DATA PROVIDED:
***
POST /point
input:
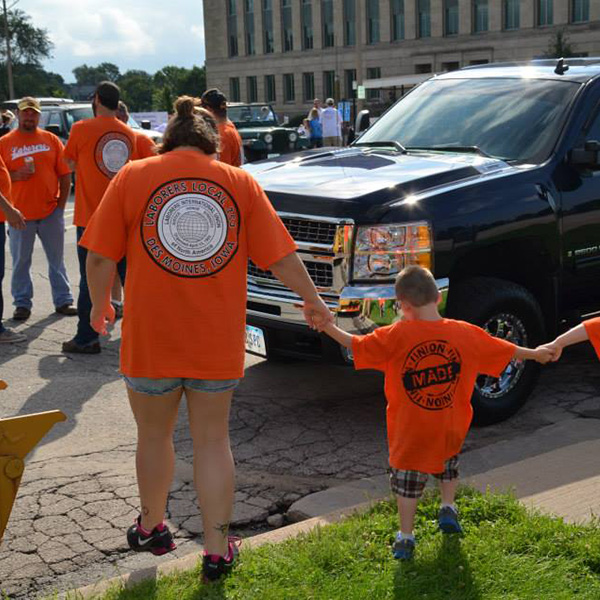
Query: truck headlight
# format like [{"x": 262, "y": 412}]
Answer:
[{"x": 382, "y": 251}]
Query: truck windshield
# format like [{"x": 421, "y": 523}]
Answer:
[{"x": 511, "y": 119}]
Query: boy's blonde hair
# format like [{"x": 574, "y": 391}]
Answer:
[{"x": 416, "y": 286}]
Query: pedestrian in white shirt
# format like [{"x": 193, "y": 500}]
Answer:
[{"x": 332, "y": 124}]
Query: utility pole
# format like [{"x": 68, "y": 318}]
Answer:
[{"x": 11, "y": 86}]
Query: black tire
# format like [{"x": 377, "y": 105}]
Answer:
[{"x": 488, "y": 302}]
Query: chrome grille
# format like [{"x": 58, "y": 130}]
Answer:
[
  {"x": 316, "y": 232},
  {"x": 320, "y": 273}
]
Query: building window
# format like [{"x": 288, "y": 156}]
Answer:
[
  {"x": 423, "y": 18},
  {"x": 580, "y": 11},
  {"x": 372, "y": 21},
  {"x": 544, "y": 12},
  {"x": 480, "y": 16},
  {"x": 349, "y": 22},
  {"x": 289, "y": 91},
  {"x": 234, "y": 89},
  {"x": 252, "y": 89},
  {"x": 308, "y": 86},
  {"x": 451, "y": 17},
  {"x": 327, "y": 18},
  {"x": 270, "y": 95},
  {"x": 286, "y": 25},
  {"x": 269, "y": 40},
  {"x": 397, "y": 20},
  {"x": 329, "y": 84},
  {"x": 249, "y": 26},
  {"x": 374, "y": 73},
  {"x": 232, "y": 27},
  {"x": 349, "y": 79},
  {"x": 512, "y": 9}
]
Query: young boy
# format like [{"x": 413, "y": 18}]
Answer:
[
  {"x": 430, "y": 367},
  {"x": 588, "y": 330}
]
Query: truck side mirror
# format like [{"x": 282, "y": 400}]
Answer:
[
  {"x": 363, "y": 121},
  {"x": 588, "y": 156}
]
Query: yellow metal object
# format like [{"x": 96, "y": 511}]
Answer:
[{"x": 18, "y": 437}]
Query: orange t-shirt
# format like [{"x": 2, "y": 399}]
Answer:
[
  {"x": 187, "y": 225},
  {"x": 430, "y": 371},
  {"x": 144, "y": 146},
  {"x": 36, "y": 197},
  {"x": 592, "y": 326},
  {"x": 231, "y": 144},
  {"x": 99, "y": 147},
  {"x": 5, "y": 186}
]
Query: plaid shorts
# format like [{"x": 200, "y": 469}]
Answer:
[{"x": 410, "y": 484}]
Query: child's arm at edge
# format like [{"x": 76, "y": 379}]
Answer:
[{"x": 340, "y": 336}]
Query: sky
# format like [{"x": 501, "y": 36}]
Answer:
[{"x": 133, "y": 34}]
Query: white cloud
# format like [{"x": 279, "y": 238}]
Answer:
[{"x": 133, "y": 34}]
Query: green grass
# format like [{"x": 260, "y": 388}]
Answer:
[{"x": 506, "y": 553}]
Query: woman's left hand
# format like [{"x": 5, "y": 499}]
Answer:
[{"x": 100, "y": 317}]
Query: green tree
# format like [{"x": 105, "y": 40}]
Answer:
[
  {"x": 559, "y": 46},
  {"x": 137, "y": 89},
  {"x": 88, "y": 75}
]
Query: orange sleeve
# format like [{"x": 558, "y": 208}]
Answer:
[
  {"x": 592, "y": 328},
  {"x": 72, "y": 143},
  {"x": 371, "y": 351},
  {"x": 268, "y": 239},
  {"x": 106, "y": 232},
  {"x": 145, "y": 146},
  {"x": 61, "y": 166},
  {"x": 493, "y": 354}
]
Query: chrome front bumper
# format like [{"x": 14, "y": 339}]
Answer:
[{"x": 358, "y": 309}]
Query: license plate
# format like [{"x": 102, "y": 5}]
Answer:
[{"x": 255, "y": 341}]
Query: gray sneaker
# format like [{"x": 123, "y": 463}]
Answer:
[{"x": 8, "y": 336}]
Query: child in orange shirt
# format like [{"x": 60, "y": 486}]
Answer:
[
  {"x": 588, "y": 330},
  {"x": 430, "y": 365}
]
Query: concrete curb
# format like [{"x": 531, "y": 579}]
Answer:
[{"x": 186, "y": 563}]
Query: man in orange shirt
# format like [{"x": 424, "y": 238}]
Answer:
[
  {"x": 430, "y": 367},
  {"x": 97, "y": 149},
  {"x": 15, "y": 219},
  {"x": 230, "y": 141},
  {"x": 41, "y": 185}
]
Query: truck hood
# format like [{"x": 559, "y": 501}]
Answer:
[{"x": 367, "y": 176}]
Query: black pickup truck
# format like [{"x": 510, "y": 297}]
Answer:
[{"x": 489, "y": 176}]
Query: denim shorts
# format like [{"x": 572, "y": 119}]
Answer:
[{"x": 160, "y": 387}]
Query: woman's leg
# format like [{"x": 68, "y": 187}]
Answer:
[
  {"x": 156, "y": 417},
  {"x": 214, "y": 470}
]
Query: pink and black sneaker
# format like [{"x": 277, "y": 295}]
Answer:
[
  {"x": 159, "y": 541},
  {"x": 215, "y": 566}
]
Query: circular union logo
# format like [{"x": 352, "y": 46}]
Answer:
[
  {"x": 190, "y": 227},
  {"x": 113, "y": 151},
  {"x": 431, "y": 373}
]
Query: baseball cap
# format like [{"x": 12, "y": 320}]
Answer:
[
  {"x": 29, "y": 102},
  {"x": 213, "y": 98}
]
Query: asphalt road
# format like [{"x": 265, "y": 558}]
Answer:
[{"x": 296, "y": 428}]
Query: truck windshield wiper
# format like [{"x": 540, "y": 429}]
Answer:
[
  {"x": 382, "y": 144},
  {"x": 469, "y": 149}
]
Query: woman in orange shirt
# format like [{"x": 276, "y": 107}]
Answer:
[{"x": 187, "y": 225}]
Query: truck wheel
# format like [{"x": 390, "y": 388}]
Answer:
[{"x": 509, "y": 311}]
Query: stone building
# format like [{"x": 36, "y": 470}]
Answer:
[{"x": 288, "y": 52}]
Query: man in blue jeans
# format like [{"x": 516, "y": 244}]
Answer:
[{"x": 41, "y": 182}]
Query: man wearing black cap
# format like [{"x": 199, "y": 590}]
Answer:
[{"x": 230, "y": 141}]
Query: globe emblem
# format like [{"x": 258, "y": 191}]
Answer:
[{"x": 192, "y": 227}]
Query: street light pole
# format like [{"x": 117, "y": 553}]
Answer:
[{"x": 11, "y": 86}]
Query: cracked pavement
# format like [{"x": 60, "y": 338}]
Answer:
[{"x": 296, "y": 428}]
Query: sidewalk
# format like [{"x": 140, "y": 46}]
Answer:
[{"x": 554, "y": 470}]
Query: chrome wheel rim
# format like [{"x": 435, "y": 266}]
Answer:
[{"x": 508, "y": 327}]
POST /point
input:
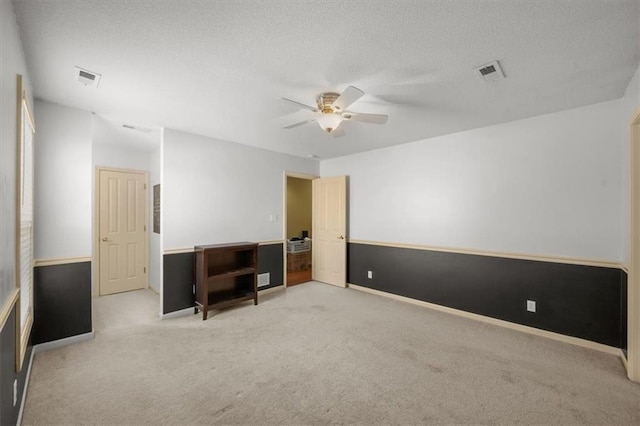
***
TASK DETAILS:
Please pick out each line above that contains the word "shorts" and copy those lines unchanged.

WRITTEN RESPONSE:
Query: plaid shorts
Query: denim shorts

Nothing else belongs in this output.